Records for the exercise:
[Start of Attachment]

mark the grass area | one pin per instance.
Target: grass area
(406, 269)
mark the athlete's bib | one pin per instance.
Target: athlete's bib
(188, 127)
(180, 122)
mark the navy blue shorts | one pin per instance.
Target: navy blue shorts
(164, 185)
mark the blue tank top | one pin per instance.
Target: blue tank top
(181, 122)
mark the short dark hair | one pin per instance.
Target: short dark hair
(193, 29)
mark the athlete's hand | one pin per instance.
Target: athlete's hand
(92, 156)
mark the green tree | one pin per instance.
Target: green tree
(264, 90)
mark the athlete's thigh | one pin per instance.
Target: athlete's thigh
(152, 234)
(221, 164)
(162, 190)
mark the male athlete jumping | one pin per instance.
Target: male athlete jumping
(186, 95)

[End of Attachment]

Your objective: Output the entire data exactly, line for line.

Solution to this problem:
mark the grass area | one pin per instance.
Target: grass area
(406, 269)
mark the athlete's bib | one pin per instance.
Target: athlete's bib
(188, 127)
(180, 122)
mark the navy blue shorts | one pin per instance.
Target: navy blue shorts
(164, 185)
mark the blue tank top | one pin per instance.
Target: blue tank top
(181, 122)
mark the short dark hair | one pin per instance.
Target: short dark hair
(193, 29)
mark the athlete's hand | one pin per instance.
Target: athlete's hand
(92, 156)
mark the green tree | one pin per instance.
Target: green tree
(264, 90)
mark the athlete's thigh | one pin per instance.
Target: athlete's thigh
(152, 234)
(221, 164)
(162, 190)
mark the male athlete jumping | one pin per instance.
Target: male athlete jumping
(186, 95)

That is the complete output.